§ **Reading passage**
============================================================

## anonymous one year ago A sandbag was thrown downward from a building. The function f(t) = -16t2 - 64t + 80 shows the height f(t), in feet, of the sandbag after t seconds: Part A: Factor the function f(t) and use the factors to interpret the meaning of the x-intercept of the function.

1. anonymous

so... .what did you get for the function factors?

2. anonymous

I dont understand what to do

3. anonymous

well, have you covered quadratic factoring yet? as in factoring quadratic equations, or equations of 2nd degree

4. anonymous

Yeah

5. anonymous

so... the x-intercepts or "zeros" or solutions of the quadratic are when y = 0, or f(x) is 0 so $$\bf f(t)=-16t^2-64t+80\implies 0=-16t^2-64t+80 \\ \quad \\ 16t^2+64t-80=0\implies 16(t^2+4t-5)=0$$ so... any idea on the factors?

6. anonymous

Im not exactly sure, im not exactly good at this. Can you explain what to do? I dont understand how to factor out 16(t^2+4t-5)=0.

7. anonymous

t=1 and -5?

============================================================

§ **Records**
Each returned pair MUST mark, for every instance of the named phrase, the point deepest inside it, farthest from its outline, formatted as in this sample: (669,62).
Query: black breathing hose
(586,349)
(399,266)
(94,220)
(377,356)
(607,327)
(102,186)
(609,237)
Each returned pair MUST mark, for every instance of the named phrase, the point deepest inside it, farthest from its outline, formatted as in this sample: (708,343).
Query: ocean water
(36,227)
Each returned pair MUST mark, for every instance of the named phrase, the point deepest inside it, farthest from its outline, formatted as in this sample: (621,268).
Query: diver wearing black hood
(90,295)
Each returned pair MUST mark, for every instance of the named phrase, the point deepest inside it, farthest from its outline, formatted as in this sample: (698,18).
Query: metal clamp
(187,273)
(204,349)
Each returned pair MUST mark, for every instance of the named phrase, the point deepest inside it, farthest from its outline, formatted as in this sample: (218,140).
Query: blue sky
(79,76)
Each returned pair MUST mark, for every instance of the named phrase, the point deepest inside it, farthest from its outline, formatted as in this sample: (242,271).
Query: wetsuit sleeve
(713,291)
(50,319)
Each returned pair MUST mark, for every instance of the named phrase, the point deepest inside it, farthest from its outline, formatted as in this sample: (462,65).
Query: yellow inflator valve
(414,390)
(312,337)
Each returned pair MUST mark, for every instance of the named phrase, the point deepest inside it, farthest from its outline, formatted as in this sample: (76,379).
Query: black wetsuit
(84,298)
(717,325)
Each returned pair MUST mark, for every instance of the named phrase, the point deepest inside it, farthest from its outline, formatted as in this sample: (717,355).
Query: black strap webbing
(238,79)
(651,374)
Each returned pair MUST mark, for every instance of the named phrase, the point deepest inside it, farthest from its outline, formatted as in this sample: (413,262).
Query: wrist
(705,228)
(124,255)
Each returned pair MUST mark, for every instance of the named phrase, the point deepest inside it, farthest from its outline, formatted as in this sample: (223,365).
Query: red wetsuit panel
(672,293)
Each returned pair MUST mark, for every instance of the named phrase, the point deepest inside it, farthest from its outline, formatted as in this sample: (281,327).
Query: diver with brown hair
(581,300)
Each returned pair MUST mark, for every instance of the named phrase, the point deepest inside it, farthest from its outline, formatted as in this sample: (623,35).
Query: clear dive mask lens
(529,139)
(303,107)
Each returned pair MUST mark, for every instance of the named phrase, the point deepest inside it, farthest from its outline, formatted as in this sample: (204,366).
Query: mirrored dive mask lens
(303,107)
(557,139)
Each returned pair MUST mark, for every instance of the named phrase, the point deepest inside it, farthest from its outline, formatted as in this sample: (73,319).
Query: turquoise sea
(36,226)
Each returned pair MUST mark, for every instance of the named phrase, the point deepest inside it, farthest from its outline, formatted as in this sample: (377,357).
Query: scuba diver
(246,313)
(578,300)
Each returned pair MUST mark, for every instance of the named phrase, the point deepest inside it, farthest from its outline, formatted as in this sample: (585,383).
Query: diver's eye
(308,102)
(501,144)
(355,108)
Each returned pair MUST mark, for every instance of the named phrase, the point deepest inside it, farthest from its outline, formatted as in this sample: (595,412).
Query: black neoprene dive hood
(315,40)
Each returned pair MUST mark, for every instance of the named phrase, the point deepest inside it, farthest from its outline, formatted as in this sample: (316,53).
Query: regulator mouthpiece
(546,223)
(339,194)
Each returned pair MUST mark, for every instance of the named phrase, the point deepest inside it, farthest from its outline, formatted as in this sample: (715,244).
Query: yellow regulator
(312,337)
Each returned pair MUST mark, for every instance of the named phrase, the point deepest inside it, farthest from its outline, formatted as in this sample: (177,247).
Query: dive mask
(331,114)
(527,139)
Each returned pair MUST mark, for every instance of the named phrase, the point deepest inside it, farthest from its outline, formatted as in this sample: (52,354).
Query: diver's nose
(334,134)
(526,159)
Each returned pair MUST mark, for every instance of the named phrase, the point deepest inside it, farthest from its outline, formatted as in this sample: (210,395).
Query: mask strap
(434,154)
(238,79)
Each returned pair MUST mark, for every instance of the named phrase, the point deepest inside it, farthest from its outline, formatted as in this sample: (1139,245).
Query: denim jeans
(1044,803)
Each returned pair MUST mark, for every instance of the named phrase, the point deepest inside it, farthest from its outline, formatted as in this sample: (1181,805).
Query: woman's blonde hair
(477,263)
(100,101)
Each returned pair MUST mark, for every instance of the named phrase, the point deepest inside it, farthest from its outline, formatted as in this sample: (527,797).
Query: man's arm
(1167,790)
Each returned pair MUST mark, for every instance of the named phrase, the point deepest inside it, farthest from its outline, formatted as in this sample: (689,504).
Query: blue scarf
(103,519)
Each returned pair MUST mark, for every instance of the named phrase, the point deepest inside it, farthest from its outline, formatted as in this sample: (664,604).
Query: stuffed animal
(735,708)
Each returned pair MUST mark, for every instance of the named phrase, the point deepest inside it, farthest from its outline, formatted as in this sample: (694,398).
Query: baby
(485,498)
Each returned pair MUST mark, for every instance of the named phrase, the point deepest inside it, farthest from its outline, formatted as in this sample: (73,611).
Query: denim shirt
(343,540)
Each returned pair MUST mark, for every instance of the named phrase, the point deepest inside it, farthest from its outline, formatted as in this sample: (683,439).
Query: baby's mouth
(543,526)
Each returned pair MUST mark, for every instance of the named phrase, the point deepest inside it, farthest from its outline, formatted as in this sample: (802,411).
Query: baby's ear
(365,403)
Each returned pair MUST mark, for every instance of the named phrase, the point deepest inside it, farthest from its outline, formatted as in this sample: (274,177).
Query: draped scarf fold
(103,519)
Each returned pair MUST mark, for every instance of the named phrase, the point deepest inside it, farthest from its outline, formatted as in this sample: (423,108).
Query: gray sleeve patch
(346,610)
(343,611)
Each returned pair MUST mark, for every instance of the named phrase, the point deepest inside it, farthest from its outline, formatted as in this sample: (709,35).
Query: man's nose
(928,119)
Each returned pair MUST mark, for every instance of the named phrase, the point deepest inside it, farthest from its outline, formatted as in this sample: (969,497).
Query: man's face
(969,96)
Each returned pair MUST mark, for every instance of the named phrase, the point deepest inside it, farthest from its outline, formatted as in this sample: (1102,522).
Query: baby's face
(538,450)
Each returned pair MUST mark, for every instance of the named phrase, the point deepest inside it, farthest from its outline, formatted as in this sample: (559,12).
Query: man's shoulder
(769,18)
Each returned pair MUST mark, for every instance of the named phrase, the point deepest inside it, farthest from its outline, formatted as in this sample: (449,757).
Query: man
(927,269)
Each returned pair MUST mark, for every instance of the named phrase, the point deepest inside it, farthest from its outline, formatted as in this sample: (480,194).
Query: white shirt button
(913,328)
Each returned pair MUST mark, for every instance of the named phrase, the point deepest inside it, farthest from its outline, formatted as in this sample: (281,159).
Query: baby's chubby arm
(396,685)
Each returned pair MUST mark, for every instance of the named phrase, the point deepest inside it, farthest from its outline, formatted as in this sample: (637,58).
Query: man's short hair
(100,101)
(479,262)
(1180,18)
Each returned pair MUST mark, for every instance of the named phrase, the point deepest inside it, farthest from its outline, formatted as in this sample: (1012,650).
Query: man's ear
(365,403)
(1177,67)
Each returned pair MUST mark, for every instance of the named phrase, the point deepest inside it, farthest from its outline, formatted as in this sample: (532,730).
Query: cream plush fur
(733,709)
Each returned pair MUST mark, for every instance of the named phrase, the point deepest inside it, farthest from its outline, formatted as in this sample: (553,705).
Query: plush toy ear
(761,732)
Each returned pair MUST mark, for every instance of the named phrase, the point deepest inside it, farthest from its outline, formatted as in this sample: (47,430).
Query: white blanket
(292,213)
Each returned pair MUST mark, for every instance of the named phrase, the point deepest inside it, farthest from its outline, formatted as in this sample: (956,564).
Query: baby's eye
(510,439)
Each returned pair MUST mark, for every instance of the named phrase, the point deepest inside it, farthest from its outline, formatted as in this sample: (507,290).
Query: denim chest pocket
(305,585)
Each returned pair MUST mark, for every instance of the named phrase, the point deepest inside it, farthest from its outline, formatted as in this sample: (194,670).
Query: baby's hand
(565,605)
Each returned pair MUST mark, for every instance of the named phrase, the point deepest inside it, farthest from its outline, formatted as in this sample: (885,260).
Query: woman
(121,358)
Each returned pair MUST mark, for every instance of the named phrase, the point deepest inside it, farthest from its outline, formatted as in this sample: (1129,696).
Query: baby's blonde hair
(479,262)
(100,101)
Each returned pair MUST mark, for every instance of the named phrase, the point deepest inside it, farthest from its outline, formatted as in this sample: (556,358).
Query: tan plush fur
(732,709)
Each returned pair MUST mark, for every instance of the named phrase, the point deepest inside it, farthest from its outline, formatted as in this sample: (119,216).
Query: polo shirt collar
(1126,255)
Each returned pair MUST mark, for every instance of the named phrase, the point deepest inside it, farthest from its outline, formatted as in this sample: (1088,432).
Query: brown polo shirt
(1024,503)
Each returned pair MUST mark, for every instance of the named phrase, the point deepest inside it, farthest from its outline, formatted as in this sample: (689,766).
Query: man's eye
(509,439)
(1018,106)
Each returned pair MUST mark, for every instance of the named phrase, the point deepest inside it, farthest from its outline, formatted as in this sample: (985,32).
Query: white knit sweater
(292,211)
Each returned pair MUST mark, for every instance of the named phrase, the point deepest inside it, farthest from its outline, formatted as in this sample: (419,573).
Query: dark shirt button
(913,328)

============================================================

§ **Stated exercise**
Print the part of the forum thread that begins at the words "I dont understand what" and stops after "on the factors?", word for word. The records have no connection to the forum thread.

§ **Solution**
I dont understand what to do

3. anonymous

well, have you covered quadratic factoring yet? as in factoring quadratic equations, or equations of 2nd degree

4. anonymous

Yeah

5. anonymous

so... the x-intercepts or "zeros" or solutions of the quadratic are when y = 0, or f(x) is 0 so $$\bf f(t)=-16t^2-64t+80\implies 0=-16t^2-64t+80 \\ \quad \\ 16t^2+64t-80=0\implies 16(t^2+4t-5)=0$$ so... any idea on the factors?